● Texto fornecido:
........

Ainda em 2013 recebeu o Prêmio Jabuti de Melhor Livro de Poesia do Ano, com “A Voz do Ventríloquo”. O livro seguinte, “Pig Brother”, (lançado juntamente com “Até Nenhum Lugar”), em 2016, ficou entre os 10 finalistas do Jabuti.

 

 

Para ver Ademir Assunção ao vivo, assista sua conversa no “Sinestesia” do Programa do Centro de Referência Haroldo de Campos dedicado às interfaces e hibridizações entre poesia, música contemporânea, vídeo e performance. Veja aqui.

 

Vamos voltar agora ao livro “Zona Branca”: no seu final, Ademir Assunção concede cinco (!) entrevistas aos jornalistas Fabiano Calixto, Ricardo Aleixo, Rodrigo de Souza Leão, Douglas Diegues e Reynaldo Damazio. Selecionei as respostas que mais gostei:

 

Fabiano Calixto: Ademir, sua poesia é ácida, assim como sua opinião sobre as Letras e a cultura em geral na terra pindorama. Poderia nos dizer do que a poesia é capaz?

 

Ademir Assunção: A poesia é capaz de virar o mundo de uma pessoa de cabeça para baixo. Pelo menos foi o que aconteceu comigo, quando conheci Rimbaud, Ezra Pound, Cruz e Souza, Li Tai Pô, Paulo Leminski, por exemplo. Dá para imaginar o impacto na cabeça de um moleque de 16 anos ao ler algo assim:

 

Até logo, até logo, companheiro,

Guardo-te no meu peito e te asseguro:

O nosso afastamento passageiro

É sinal de um encontro no futuro.

........

● Linhas:
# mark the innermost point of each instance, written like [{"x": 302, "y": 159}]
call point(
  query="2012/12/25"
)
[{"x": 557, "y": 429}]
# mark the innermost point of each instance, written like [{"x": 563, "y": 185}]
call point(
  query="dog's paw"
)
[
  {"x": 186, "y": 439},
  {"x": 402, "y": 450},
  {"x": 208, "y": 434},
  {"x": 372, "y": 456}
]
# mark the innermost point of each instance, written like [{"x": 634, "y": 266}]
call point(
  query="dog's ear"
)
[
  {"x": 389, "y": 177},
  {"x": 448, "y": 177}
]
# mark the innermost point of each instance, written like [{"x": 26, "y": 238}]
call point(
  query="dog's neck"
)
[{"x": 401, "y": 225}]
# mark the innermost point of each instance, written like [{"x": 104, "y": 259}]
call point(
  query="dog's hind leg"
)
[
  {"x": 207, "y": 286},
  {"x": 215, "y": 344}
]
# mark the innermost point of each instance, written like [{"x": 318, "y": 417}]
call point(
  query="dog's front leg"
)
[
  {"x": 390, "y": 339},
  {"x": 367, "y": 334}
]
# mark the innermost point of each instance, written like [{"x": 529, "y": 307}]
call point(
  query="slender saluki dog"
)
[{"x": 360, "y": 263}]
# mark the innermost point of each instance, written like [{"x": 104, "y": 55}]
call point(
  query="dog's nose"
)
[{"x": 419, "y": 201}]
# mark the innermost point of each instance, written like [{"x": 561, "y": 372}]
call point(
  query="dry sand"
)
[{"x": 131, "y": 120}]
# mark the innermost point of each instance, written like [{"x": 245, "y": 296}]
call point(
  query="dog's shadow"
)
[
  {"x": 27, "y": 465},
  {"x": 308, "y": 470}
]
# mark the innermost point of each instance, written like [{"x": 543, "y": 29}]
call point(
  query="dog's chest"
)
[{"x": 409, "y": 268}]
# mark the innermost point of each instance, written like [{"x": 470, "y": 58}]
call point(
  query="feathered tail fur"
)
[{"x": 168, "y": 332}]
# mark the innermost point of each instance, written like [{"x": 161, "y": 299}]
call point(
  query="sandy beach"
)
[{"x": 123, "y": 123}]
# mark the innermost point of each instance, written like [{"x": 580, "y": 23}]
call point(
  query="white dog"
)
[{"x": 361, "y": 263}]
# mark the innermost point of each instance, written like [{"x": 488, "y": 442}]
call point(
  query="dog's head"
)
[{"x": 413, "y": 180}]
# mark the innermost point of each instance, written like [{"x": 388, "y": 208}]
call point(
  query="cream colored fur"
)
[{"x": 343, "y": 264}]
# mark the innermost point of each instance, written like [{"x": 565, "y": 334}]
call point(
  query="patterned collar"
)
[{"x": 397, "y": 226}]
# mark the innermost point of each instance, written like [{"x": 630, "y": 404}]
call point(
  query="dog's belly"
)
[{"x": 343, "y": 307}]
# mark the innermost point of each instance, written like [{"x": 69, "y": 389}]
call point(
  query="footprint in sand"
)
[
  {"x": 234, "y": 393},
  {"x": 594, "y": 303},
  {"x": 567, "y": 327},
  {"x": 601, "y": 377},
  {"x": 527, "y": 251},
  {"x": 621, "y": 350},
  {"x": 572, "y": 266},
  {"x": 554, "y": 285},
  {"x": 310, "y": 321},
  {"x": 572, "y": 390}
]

........

● Tarefas:
**A.** Responda com base no texto sobre Ademir Assunção:
(i) Com qual livro ele recebeu o Prêmio Jabuti de Melhor Livro de Poesia do Ano em 2013?
(ii) Quantas entrevistas ele concede no final do livro “Zona Branca”?
(iii) Que idade ele menciona ao falar do impacto da poesia na cabeça de um moleque?
**B.** Traduza para o inglês esta frase do texto sobre Ademir Assunção: “A poesia é capaz de virar o mundo de uma pessoa de cabeça para baixo.”
**C.** Dê continuidade ao texto sobre Ademir Assunção a partir do ponto em que ele termina.
Os itens não fazem falta para estas tarefas.

● Respostas escritas:
**A.**
(i) “A Voz do Ventríloquo”.
(ii) Cinco.
(iii) 16 anos.

**B.** Poetry is capable of turning a person's world upside down.

**C.**
Adeus, amigo, sem mãos nem palavras.

Não faças um sobrolho pensativo.

Se viver nessa vida não é novo,

Tampouco há novidade em estar vivo.

 

Imagine então descobrir que esses versos do poeta russo Iessiênin foram escritos com o próprio sangue, nas paredes de um hotel!!! Foi seu último poema. Ele cortou os pulsos e escreveu sua despedida com o próprio sangue. A partir do momento que tomei contato com a poesia, falei para mim mesmo: não vou ser um bundão. Não vou ser um escravo. Eu agradeço todos aqueles que incendiaram minha vida com a rebelião da poesia. Quanto à acidez dos meus escritos e das minhas opiniões… Olha, eu procuro escrever o que eu penso. Com intensidade. Com coragem. Com informação. Eu acho que ácido mesmo é o sistema financeiro que corrói a vida de milhões de pessoas em todo mundo sem a menor dor de consciência.

 

Ricardo Aleixo: Ademir, como você situa “Zona Branca” em relação a “LSD Nô”, seu primeiro livro de poesia?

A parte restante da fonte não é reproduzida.